_Stated task_.
Repeat the passage of the forum post on handling massive data files that runs from "Am I doing this" up to and including "best method :)".

### Text block

Am I doing this wrong? (working with massive data files)

Hello,

I am currently creating an application in Qt Creator that will plot data and perform some manipulations/searches on the data. As stated in the title, these data sets are huge; they usually consist of ~5 million data points. The files containing the data are in a plain text format with 2 columns for the x- and y-coordinate of a point. I'll explain what I've done so far and my reasoning for doing so. It'd be great to get some feedback on whether this method I'm using is a good way of doing things. I've come up with it entirely on my own, so I can understand if it is not the best method :)

The way I've been managing these large data sets so far is by first breaking each massive file into several cropped files. I do this because it is much faster to access rows in a small file than a large file. For example, if I kept the large file and wanted to look at the last data point, I would have to scan through a number of rows equal to the number of data points (on the order of 1 million row-reads) just to get to those data points. By breaking down the large file, if I want to access the last data point I just need to first identify which of the broken-down files it is contained in, then scan over all of the lines in that smaller file.

######
### Material

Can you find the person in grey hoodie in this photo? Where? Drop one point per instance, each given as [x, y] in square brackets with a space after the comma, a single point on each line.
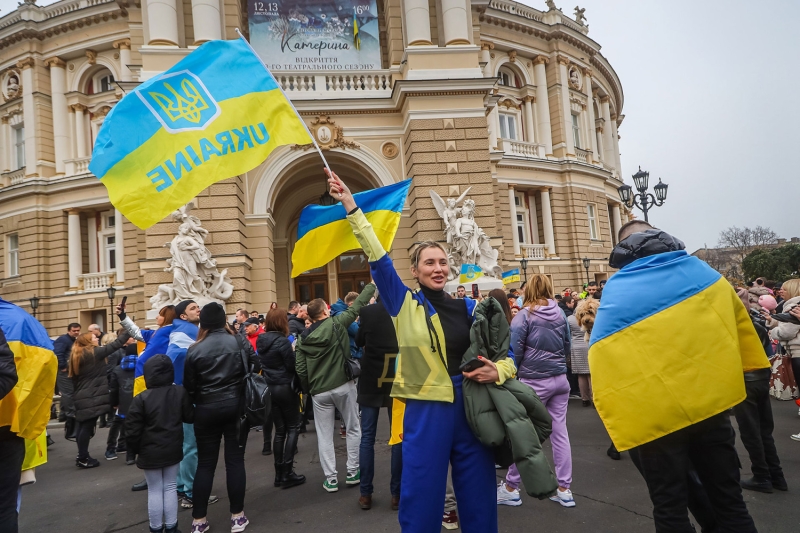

######

_Response to this exercise_.
Am I doing this wrong? (working with massive data files)

Hello,

I am currently creating an application in Qt Creator that will plot data and perform some manipulations/searches on the data. As stated in the title, these data sets are huge; they usually consist of ~5 million data points. The files containing the data are in a plain text format with 2 columns for the x- and y-coordinate of a point. I'll explain what I've done so far and my reasoning for doing so. It'd be great to get some feedback on whether this method I'm using is a good way of doing things. I've come up with it entirely on my own, so I can understand if it is not the best method :)